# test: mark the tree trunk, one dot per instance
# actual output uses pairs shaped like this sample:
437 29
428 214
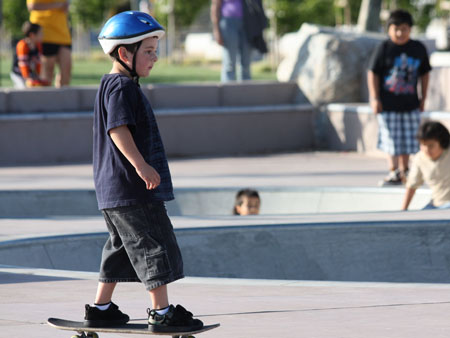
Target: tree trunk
369 16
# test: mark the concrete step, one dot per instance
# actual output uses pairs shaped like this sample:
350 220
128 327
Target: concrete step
217 201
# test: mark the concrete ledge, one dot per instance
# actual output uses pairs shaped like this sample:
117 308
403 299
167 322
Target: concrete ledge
216 202
369 251
353 126
67 137
73 99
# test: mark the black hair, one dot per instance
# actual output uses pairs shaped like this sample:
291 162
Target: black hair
30 28
240 198
399 17
432 130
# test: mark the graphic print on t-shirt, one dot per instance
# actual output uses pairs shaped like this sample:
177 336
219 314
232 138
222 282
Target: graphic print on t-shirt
402 77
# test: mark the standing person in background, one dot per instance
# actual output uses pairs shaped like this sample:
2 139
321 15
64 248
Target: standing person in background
396 68
27 64
238 26
52 16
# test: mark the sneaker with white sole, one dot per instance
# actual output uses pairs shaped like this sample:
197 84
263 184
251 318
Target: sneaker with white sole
177 319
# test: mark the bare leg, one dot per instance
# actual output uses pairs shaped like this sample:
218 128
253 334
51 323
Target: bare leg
104 292
393 162
48 67
159 297
64 59
404 162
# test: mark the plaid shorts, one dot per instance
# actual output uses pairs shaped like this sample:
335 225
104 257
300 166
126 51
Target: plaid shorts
397 132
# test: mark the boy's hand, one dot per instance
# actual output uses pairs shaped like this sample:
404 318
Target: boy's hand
149 175
376 106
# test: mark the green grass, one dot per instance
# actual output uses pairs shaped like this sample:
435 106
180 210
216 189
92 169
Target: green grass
89 71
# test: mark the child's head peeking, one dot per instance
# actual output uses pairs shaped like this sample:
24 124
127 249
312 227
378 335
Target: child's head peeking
247 203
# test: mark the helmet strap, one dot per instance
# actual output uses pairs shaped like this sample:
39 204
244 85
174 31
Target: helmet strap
132 70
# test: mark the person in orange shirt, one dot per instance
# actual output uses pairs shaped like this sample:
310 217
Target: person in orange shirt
27 65
52 16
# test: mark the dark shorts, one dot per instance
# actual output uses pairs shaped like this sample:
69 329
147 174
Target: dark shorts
52 49
141 247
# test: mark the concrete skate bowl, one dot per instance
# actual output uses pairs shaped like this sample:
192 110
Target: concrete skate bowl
296 200
336 250
217 201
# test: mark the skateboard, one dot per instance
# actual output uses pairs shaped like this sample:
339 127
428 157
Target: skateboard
91 332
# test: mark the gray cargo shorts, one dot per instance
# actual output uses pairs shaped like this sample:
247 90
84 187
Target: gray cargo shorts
141 246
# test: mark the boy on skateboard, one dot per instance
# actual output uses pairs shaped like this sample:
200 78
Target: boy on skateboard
395 69
132 181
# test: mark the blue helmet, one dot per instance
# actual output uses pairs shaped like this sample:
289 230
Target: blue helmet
127 28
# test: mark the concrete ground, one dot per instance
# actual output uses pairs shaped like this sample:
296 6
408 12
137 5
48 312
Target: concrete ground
245 308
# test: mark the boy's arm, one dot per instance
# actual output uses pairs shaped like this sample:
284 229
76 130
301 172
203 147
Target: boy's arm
123 140
409 194
216 6
373 83
425 78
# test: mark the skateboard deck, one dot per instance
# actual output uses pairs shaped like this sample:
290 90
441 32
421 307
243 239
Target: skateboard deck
85 332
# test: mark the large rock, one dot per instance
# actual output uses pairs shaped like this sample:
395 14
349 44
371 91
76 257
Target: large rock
329 64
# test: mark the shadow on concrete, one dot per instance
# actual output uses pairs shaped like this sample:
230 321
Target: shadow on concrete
13 278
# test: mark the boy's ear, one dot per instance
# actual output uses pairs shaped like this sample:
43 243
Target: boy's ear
123 54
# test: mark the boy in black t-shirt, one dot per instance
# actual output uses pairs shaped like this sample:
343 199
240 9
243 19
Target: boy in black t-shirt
132 181
395 69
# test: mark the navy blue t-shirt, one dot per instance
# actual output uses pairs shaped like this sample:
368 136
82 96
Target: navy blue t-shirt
121 102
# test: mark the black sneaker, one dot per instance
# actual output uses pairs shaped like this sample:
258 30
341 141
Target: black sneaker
177 319
393 178
110 317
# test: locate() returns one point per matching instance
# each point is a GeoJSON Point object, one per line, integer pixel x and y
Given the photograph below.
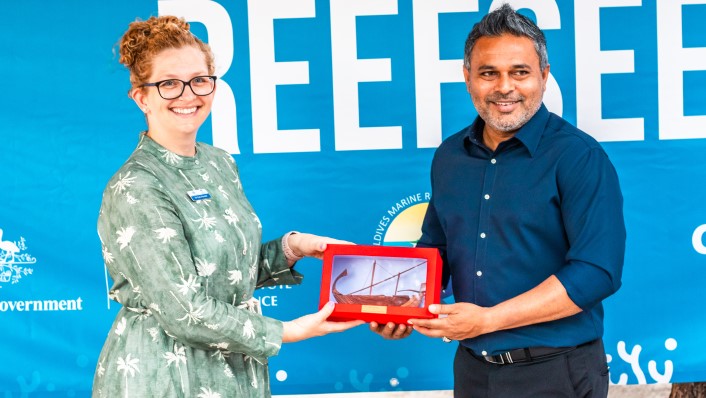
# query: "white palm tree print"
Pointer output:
{"type": "Point", "coordinates": [235, 276]}
{"type": "Point", "coordinates": [205, 268]}
{"type": "Point", "coordinates": [170, 157]}
{"type": "Point", "coordinates": [123, 183]}
{"type": "Point", "coordinates": [177, 357]}
{"type": "Point", "coordinates": [208, 393]}
{"type": "Point", "coordinates": [248, 329]}
{"type": "Point", "coordinates": [131, 199]}
{"type": "Point", "coordinates": [190, 284]}
{"type": "Point", "coordinates": [205, 221]}
{"type": "Point", "coordinates": [165, 234]}
{"type": "Point", "coordinates": [128, 365]}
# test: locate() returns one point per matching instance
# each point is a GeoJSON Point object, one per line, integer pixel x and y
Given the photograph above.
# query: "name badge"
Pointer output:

#####

• _Problem requirements_: Please repeat every line of the items, requests included, starting at the line that contains "# test: mark the black sneaker, one" and ending at the last line of the items, and scale each point coordinate in the answers by 1.25, rounding to whole numbers with halves going up. Leave the format samples unchanged, and omit the pictures.

• _Output for this task_:
# test: mark the black sneaker, one dot per instance
# actual output uses pairs shaped like this sample:
258 30
341 141
Target: black sneaker
221 399
491 223
138 396
# test: locate() returns one point per matching instance
# each point is a GeoJSON Point object, one per line, integer pixel x and y
Given the photograph below.
# query: "white palm tree print"
Pointer output:
{"type": "Point", "coordinates": [294, 345]}
{"type": "Point", "coordinates": [256, 335]}
{"type": "Point", "coordinates": [213, 196]}
{"type": "Point", "coordinates": [154, 229]}
{"type": "Point", "coordinates": [221, 446]}
{"type": "Point", "coordinates": [260, 491]}
{"type": "Point", "coordinates": [310, 411]}
{"type": "Point", "coordinates": [164, 249]}
{"type": "Point", "coordinates": [238, 355]}
{"type": "Point", "coordinates": [256, 276]}
{"type": "Point", "coordinates": [206, 293]}
{"type": "Point", "coordinates": [160, 456]}
# test: locate() returns one point per matching instance
# each point is a GeoJSON Point object, one per line, integer pixel x and y
Given the photograph above.
# query: "name badge"
Pointer output:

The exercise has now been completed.